» **WHAT IS ASKED**
Retype the material in full, keeping every word the same.

» **INFORMATION SUPPLIED**
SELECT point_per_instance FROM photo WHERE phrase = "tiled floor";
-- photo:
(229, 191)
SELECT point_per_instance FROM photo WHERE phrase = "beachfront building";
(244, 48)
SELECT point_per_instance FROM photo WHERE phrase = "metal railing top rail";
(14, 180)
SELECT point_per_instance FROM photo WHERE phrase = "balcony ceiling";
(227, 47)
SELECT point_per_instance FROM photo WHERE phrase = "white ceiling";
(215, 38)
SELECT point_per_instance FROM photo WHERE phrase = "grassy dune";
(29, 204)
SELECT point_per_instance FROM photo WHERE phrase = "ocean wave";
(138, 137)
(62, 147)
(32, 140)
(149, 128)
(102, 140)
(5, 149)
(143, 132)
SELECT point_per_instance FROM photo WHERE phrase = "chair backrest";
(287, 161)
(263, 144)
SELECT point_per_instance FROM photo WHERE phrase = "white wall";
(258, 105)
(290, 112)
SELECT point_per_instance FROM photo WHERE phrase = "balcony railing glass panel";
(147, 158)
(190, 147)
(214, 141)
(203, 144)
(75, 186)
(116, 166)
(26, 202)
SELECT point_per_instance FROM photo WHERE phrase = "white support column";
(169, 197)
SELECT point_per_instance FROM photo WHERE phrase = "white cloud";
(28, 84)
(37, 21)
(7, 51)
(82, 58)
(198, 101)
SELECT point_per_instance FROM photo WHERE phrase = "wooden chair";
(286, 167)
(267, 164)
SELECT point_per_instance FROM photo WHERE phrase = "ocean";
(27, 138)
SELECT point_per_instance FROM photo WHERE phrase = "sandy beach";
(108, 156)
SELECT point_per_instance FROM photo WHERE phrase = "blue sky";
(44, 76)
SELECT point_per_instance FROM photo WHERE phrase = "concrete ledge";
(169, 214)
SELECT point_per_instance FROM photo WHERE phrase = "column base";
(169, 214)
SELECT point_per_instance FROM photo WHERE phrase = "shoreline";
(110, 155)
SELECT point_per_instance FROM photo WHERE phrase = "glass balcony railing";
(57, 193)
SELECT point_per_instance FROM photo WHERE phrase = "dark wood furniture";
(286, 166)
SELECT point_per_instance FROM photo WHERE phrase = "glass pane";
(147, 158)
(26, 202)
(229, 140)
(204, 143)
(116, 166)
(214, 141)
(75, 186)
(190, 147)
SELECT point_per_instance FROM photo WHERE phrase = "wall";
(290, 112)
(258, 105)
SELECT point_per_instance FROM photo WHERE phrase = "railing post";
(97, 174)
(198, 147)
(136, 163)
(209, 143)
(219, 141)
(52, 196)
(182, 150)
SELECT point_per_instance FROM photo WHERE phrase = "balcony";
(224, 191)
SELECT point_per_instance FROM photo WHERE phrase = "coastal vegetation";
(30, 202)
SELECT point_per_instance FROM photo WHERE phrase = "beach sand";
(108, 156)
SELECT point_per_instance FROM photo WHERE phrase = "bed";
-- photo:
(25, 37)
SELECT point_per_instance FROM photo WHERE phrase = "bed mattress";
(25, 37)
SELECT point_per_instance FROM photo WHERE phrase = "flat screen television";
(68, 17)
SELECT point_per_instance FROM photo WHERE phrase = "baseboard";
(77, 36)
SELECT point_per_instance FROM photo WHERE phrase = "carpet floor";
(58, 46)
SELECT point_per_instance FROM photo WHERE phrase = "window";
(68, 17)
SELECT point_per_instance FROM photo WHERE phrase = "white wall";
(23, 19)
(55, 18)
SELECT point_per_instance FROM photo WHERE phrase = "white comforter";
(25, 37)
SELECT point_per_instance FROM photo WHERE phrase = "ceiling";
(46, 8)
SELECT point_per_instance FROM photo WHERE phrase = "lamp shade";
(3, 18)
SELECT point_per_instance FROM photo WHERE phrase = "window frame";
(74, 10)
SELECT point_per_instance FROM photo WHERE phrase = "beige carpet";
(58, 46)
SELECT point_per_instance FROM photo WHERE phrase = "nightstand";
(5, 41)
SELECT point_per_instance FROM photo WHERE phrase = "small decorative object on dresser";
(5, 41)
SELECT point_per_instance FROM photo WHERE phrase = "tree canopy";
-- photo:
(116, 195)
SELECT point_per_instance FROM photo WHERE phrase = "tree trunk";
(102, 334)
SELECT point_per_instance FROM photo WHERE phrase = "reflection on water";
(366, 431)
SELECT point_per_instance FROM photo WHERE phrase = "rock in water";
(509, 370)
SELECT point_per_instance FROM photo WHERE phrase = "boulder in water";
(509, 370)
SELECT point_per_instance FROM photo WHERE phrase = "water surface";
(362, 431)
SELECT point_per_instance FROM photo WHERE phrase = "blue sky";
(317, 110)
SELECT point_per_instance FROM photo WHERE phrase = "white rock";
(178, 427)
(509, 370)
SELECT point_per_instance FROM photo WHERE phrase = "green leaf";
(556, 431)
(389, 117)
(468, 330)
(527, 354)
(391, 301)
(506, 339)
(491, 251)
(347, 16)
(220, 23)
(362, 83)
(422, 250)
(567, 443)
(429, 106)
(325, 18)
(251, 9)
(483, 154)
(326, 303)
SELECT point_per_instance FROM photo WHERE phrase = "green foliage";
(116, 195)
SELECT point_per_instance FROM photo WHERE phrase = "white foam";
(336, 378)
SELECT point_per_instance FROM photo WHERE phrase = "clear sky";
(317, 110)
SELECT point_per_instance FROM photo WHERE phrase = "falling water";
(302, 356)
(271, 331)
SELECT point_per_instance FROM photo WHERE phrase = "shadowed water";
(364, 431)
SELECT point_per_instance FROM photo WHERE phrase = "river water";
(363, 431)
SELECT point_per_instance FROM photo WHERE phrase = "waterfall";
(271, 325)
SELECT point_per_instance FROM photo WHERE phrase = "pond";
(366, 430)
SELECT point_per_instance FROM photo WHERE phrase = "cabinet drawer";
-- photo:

» **SOLUTION BELOW**
SELECT point_per_instance FROM photo WHERE phrase = "tiled floor";
-- photo:
(229, 191)
SELECT point_per_instance FROM photo WHERE phrase = "beachfront building";
(244, 48)
SELECT point_per_instance FROM photo WHERE phrase = "metal railing top rail";
(14, 180)
SELECT point_per_instance FROM photo WHERE phrase = "balcony ceiling";
(227, 47)
SELECT point_per_instance FROM photo WHERE phrase = "white ceiling";
(215, 38)
SELECT point_per_instance FROM photo WHERE phrase = "grassy dune";
(29, 204)
SELECT point_per_instance FROM photo WHERE phrase = "ocean wave";
(138, 137)
(62, 147)
(32, 140)
(149, 128)
(102, 140)
(5, 149)
(143, 132)
SELECT point_per_instance FROM photo WHERE phrase = "chair backrest";
(287, 161)
(263, 144)
SELECT point_per_instance FROM photo WHERE phrase = "white wall";
(258, 105)
(290, 112)
SELECT point_per_instance FROM photo WHERE phrase = "balcony railing glass panel";
(147, 158)
(190, 147)
(214, 141)
(203, 144)
(75, 186)
(116, 166)
(26, 202)
SELECT point_per_instance FROM photo WHERE phrase = "white support column";
(169, 197)
SELECT point_per_instance FROM photo WHERE phrase = "white cloud";
(28, 84)
(37, 21)
(7, 51)
(82, 58)
(198, 101)
SELECT point_per_instance FROM photo WHERE phrase = "wooden chair";
(286, 167)
(267, 164)
SELECT point_per_instance FROM photo WHERE phrase = "ocean";
(27, 138)
SELECT point_per_instance FROM photo WHERE phrase = "sandy beach";
(108, 156)
SELECT point_per_instance FROM photo WHERE phrase = "blue sky";
(44, 76)
SELECT point_per_instance FROM photo WHERE phrase = "concrete ledge";
(169, 214)
SELECT point_per_instance FROM photo WHERE phrase = "column base";
(169, 214)
SELECT point_per_instance FROM photo WHERE phrase = "shoreline";
(110, 155)
SELECT point_per_instance FROM photo WHERE phrase = "glass balcony railing";
(57, 193)
SELECT point_per_instance FROM photo WHERE phrase = "dark wood furniture";
(286, 166)
SELECT point_per_instance FROM photo WHERE phrase = "glass pane";
(147, 158)
(26, 202)
(229, 140)
(204, 143)
(116, 166)
(214, 141)
(75, 186)
(190, 147)
SELECT point_per_instance FROM photo WHERE phrase = "wall";
(290, 112)
(258, 105)
SELECT point_per_instance FROM photo WHERE phrase = "railing post";
(97, 174)
(198, 147)
(136, 163)
(209, 143)
(219, 141)
(52, 196)
(182, 150)
SELECT point_per_instance FROM photo WHERE phrase = "balcony";
(224, 191)
SELECT point_per_instance FROM photo WHERE phrase = "coastal vegetation";
(30, 202)
SELECT point_per_instance FROM photo WHERE phrase = "beach sand";
(108, 156)
SELECT point_per_instance FROM photo WHERE phrase = "bed";
-- photo:
(25, 37)
SELECT point_per_instance FROM photo WHERE phrase = "bed mattress";
(25, 37)
SELECT point_per_instance FROM photo WHERE phrase = "flat screen television";
(68, 17)
SELECT point_per_instance FROM photo WHERE phrase = "baseboard";
(77, 36)
SELECT point_per_instance FROM photo WHERE phrase = "carpet floor";
(58, 46)
SELECT point_per_instance FROM photo WHERE phrase = "window";
(68, 17)
SELECT point_per_instance FROM photo WHERE phrase = "white wall";
(23, 19)
(55, 18)
SELECT point_per_instance FROM photo WHERE phrase = "white comforter";
(25, 37)
SELECT point_per_instance FROM photo WHERE phrase = "ceiling";
(46, 8)
SELECT point_per_instance FROM photo WHERE phrase = "lamp shade";
(3, 18)
SELECT point_per_instance FROM photo WHERE phrase = "window frame";
(74, 10)
SELECT point_per_instance FROM photo WHERE phrase = "beige carpet";
(58, 46)
SELECT point_per_instance FROM photo WHERE phrase = "nightstand";
(5, 41)
SELECT point_per_instance FROM photo WHERE phrase = "small decorative object on dresser";
(5, 41)
SELECT point_per_instance FROM photo WHERE phrase = "tree canopy";
-- photo:
(116, 195)
SELECT point_per_instance FROM photo WHERE phrase = "tree trunk";
(102, 334)
SELECT point_per_instance FROM photo WHERE phrase = "reflection on water";
(366, 431)
SELECT point_per_instance FROM photo WHERE phrase = "rock in water";
(509, 370)
SELECT point_per_instance FROM photo WHERE phrase = "boulder in water";
(509, 370)
SELECT point_per_instance FROM photo WHERE phrase = "water surface";
(362, 431)
SELECT point_per_instance FROM photo WHERE phrase = "blue sky";
(317, 110)
SELECT point_per_instance FROM photo WHERE phrase = "white rock";
(178, 427)
(509, 370)
SELECT point_per_instance FROM photo WHERE phrase = "green leaf";
(556, 431)
(389, 117)
(468, 330)
(527, 354)
(391, 301)
(506, 339)
(491, 251)
(347, 16)
(220, 23)
(362, 83)
(422, 250)
(567, 443)
(429, 106)
(325, 18)
(251, 9)
(483, 154)
(326, 303)
SELECT point_per_instance FROM photo WHERE phrase = "green foliage";
(116, 195)
SELECT point_per_instance FROM photo WHERE phrase = "white foam";
(336, 378)
SELECT point_per_instance FROM photo WHERE phrase = "clear sky";
(317, 110)
SELECT point_per_instance FROM photo WHERE phrase = "falling water";
(302, 356)
(271, 331)
SELECT point_per_instance FROM photo WHERE phrase = "shadowed water";
(364, 431)
SELECT point_per_instance FROM photo WHERE phrase = "river water";
(363, 431)
SELECT point_per_instance FROM photo WHERE phrase = "waterfall";
(271, 325)
SELECT point_per_instance FROM photo WHERE phrase = "pond";
(366, 430)
SELECT point_per_instance FROM photo WHERE phrase = "cabinet drawer";
-- photo:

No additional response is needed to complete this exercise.